(Passage shown)
------------------------------
# Can't print web pages on Firefox anymore



## Martha Bee (Feb 17, 2011)

I have Mac OS 10.5.8 using Firefox 3.6.13. A few weeks ago, all of a sudden I was unable to print anything off the internet, such as a receipt or coupon.









The printer just spits out one blank page. Preview shows a blank page as well. I emptied all caches and cleared browsing history. I think I've tried resetting the printer. Maybe I need to go farther with this somehow, or maybe I need to update my Firefox software.

I use a Lexmark X2650, and it works fine in every use (Appleworks, Printing emails, Printing PDF documents, etc.)

thanks for your help!


----------



## sinclair_tm (Mar 11, 2005)

AppleWorks? Now there's an golden oldie. Anywho, I have always had printing issues with Firefox. Try highlighting some text in the area that you want printed. Then when you select print, make sure the check box next to print selected frame is checked, and now you should get what you want out of the printer.


----------



## Martha Bee (Feb 17, 2011)

I went back to using Safari, and can print fine using that. Badda-bing. Problem solved. If on Firefox again, I'll try using the highlight solutions you suggested. Thanks! I'm a golden oldie, too.


----------
------------------------------
(Dataset content)
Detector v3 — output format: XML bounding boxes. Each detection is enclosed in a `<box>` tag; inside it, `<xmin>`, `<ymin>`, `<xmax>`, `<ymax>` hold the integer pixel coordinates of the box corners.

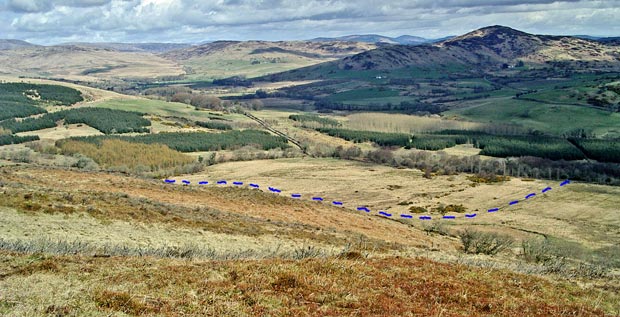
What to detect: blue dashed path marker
<box><xmin>164</xmin><ymin>179</ymin><xmax>571</xmax><ymax>220</ymax></box>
------------------------------
(Problem to work on)
Please return, unchanged, the passage of the Firefox printing thread that begins with the words "thanks for your" and ends after "of the printer.".

(Task output)
thanks for your help!


----------



## sinclair_tm (Mar 11, 2005)

AppleWorks? Now there's an golden oldie. Anywho, I have always had printing issues with Firefox. Try highlighting some text in the area that you want printed. Then when you select print, make sure the check box next to print selected frame is checked, and now you should get what you want out of the printer.